**Written instruction**
Print the entire listing. Each line must match the original exactly.

**Data listing**
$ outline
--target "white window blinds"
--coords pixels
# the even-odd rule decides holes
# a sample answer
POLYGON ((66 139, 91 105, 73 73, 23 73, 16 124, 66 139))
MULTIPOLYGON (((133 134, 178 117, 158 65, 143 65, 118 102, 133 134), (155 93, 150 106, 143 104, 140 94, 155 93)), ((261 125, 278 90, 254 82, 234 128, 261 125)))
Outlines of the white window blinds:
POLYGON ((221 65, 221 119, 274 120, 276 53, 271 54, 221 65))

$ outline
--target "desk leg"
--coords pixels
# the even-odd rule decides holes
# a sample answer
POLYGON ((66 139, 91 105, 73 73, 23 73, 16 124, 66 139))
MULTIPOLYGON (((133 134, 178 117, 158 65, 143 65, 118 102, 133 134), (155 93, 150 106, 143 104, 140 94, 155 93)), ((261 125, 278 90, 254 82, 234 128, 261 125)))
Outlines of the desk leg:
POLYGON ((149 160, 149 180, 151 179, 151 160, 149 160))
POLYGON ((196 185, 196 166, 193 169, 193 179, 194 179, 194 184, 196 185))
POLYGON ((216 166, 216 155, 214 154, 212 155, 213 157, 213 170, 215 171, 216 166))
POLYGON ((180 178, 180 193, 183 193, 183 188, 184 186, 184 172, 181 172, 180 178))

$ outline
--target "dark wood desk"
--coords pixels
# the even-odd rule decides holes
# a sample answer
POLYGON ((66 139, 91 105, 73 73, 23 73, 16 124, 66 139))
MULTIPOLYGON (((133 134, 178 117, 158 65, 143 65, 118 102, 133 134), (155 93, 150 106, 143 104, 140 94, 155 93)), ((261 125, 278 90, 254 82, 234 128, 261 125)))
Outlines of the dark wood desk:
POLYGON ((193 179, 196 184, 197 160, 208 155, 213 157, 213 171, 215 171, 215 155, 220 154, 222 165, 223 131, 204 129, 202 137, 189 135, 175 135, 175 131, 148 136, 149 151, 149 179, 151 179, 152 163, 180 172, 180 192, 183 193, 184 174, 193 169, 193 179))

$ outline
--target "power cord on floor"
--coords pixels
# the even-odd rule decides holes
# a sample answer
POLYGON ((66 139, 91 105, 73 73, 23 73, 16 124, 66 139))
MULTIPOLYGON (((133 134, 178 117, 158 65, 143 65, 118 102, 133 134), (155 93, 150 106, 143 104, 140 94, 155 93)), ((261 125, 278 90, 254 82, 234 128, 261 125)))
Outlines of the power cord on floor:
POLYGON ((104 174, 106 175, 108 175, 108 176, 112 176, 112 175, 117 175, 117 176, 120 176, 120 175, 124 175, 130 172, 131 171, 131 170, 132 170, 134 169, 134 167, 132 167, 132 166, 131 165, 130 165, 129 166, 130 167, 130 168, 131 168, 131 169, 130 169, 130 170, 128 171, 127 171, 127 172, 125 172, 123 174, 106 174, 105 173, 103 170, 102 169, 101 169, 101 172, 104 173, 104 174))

**Written response**
$ outline
--target "white window blinds"
--coords pixels
# the even-odd rule decides holes
# a sample answer
POLYGON ((66 139, 91 105, 73 73, 23 73, 16 124, 66 139))
MULTIPOLYGON (((133 134, 178 117, 158 65, 143 65, 118 102, 133 134), (155 93, 150 106, 143 104, 140 94, 155 93)), ((261 125, 278 90, 254 82, 234 128, 261 125)))
Outlines of the white window blinds:
POLYGON ((221 65, 221 119, 274 120, 276 53, 271 54, 221 65))

$ outline
--target "desk leg"
--coords pixels
# the even-odd rule decides holes
# a sample answer
POLYGON ((66 139, 91 105, 73 73, 23 73, 16 124, 66 139))
MULTIPOLYGON (((133 134, 178 117, 158 65, 143 65, 118 102, 133 134), (155 93, 150 106, 143 104, 140 94, 155 93)), ((261 125, 278 90, 254 82, 234 128, 261 125)))
Outlines of the desk leg:
POLYGON ((149 160, 149 180, 151 179, 151 160, 149 160))
POLYGON ((196 185, 196 166, 193 169, 193 179, 194 179, 194 184, 196 185))
POLYGON ((216 166, 216 155, 214 154, 212 155, 213 157, 213 170, 215 171, 216 166))
POLYGON ((180 178, 180 193, 183 193, 183 188, 184 186, 184 172, 181 172, 180 178))

$ outline
--target "dark wood desk"
--coords pixels
# the even-odd rule decides holes
# a sample answer
POLYGON ((66 139, 91 105, 73 73, 23 73, 16 124, 66 139))
MULTIPOLYGON (((133 134, 178 117, 158 65, 143 65, 118 102, 133 134), (155 93, 150 106, 143 104, 140 94, 155 93)), ((261 125, 278 90, 254 82, 234 128, 261 125)))
Outlines of the dark wood desk:
POLYGON ((193 179, 196 184, 197 160, 208 155, 213 157, 213 171, 215 171, 215 155, 220 154, 222 165, 223 131, 204 129, 202 137, 189 135, 175 135, 175 131, 148 136, 149 151, 149 179, 151 179, 152 163, 180 172, 180 192, 183 193, 184 174, 193 169, 193 179))

$ outline
--target "power cord on floor"
--coords pixels
# the even-odd rule decides holes
# a sample answer
POLYGON ((66 139, 91 105, 73 73, 23 73, 16 124, 66 139))
MULTIPOLYGON (((133 134, 178 117, 158 65, 143 65, 118 102, 133 134), (155 93, 150 106, 143 104, 140 94, 155 93)), ((261 125, 278 90, 254 82, 234 128, 261 125)))
Outlines of the power cord on floor:
POLYGON ((104 174, 106 175, 108 175, 108 176, 112 176, 112 175, 117 175, 117 176, 120 176, 120 175, 124 175, 130 172, 131 171, 131 170, 132 170, 134 169, 134 167, 132 167, 132 166, 131 165, 130 165, 129 166, 130 167, 130 168, 131 168, 131 169, 130 169, 130 170, 128 171, 127 171, 127 172, 125 172, 123 174, 106 174, 105 173, 103 170, 102 169, 101 169, 101 172, 104 173, 104 174))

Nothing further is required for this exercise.